┌────────
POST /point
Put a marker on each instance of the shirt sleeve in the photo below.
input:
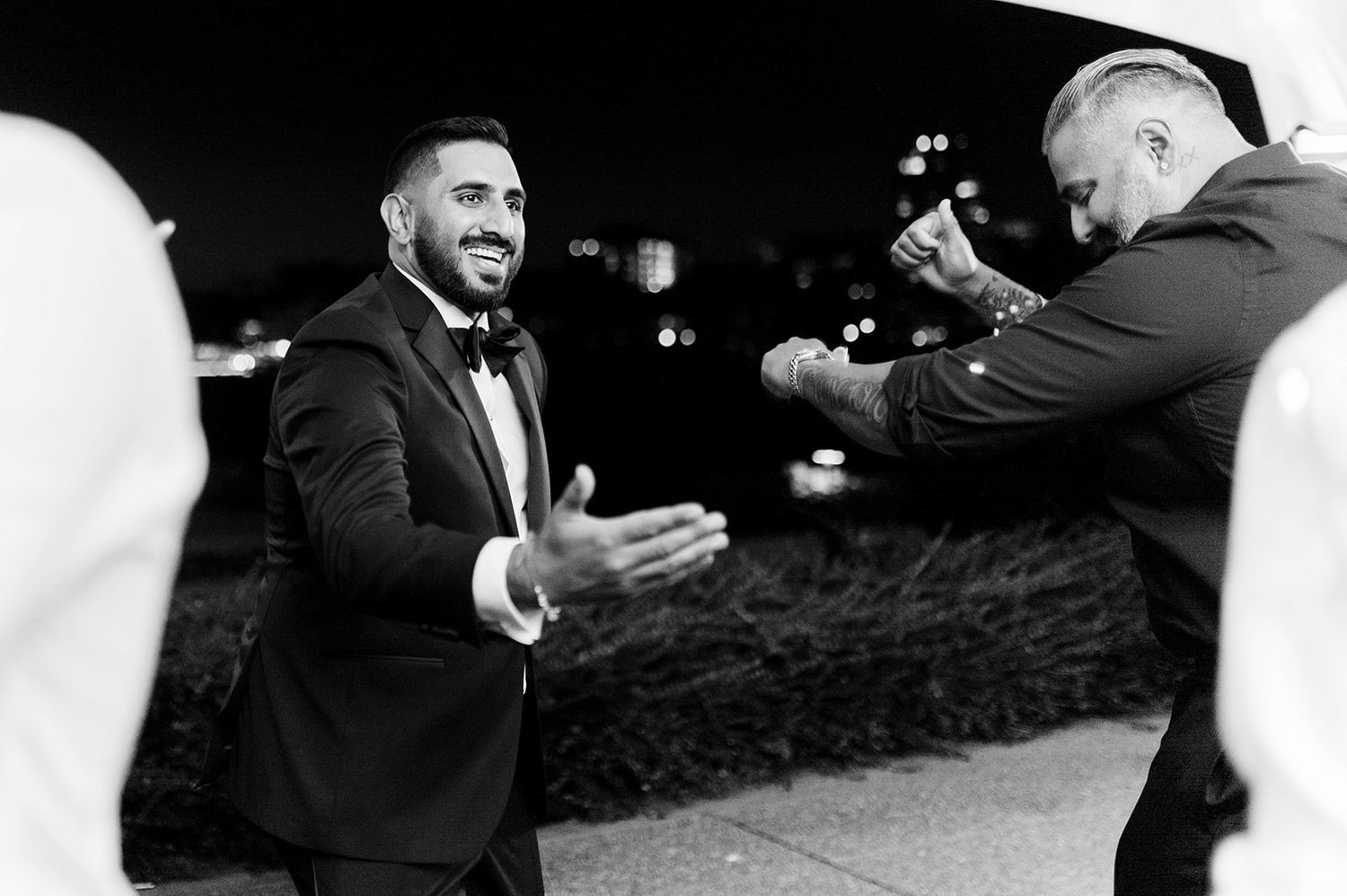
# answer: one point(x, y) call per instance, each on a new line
point(1149, 321)
point(490, 594)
└────────
• [REQUIRED WORK]:
The required output is each record above, reproduced exactly, without its pictures.

• [ANSWER SECTION]:
POST /point
Put a marker on each instance of the shirt sleeve in the photo below.
input:
# answer: one point(x, y) call per instance, each on a new line
point(1149, 321)
point(490, 594)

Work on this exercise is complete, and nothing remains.